§ WHAT TO PRODUCE
Rewrite the records below as a numbered list, leaving out any blank lines.
===
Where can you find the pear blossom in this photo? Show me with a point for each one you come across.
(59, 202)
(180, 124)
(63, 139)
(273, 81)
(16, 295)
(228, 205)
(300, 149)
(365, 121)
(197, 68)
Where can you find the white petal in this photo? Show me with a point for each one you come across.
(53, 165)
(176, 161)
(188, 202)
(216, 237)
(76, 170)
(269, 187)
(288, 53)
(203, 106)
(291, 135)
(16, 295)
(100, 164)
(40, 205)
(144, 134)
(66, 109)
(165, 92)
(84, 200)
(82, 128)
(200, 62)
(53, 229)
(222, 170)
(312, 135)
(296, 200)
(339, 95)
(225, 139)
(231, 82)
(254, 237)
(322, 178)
===
§ ANSWER TO THIS PROBLEM
1. Where can you find the pear blossom in this photo? Show me with a point for each one you come across.
2. (59, 202)
3. (180, 124)
4. (63, 139)
5. (273, 81)
6. (16, 295)
7. (228, 205)
8. (300, 149)
9. (365, 121)
10. (197, 68)
11. Where can you find the white petal in this photo? Show me with a point for each one you come across.
12. (53, 165)
13. (176, 161)
14. (188, 202)
15. (216, 237)
16. (76, 170)
17. (269, 187)
18. (288, 53)
19. (203, 106)
20. (291, 135)
21. (16, 295)
22. (100, 164)
23. (40, 205)
24. (144, 134)
25. (66, 109)
26. (165, 92)
27. (84, 200)
28. (82, 128)
29. (200, 62)
30. (53, 229)
31. (222, 170)
32. (312, 135)
33. (296, 200)
34. (339, 95)
35. (225, 139)
36. (231, 82)
37. (254, 237)
38. (322, 178)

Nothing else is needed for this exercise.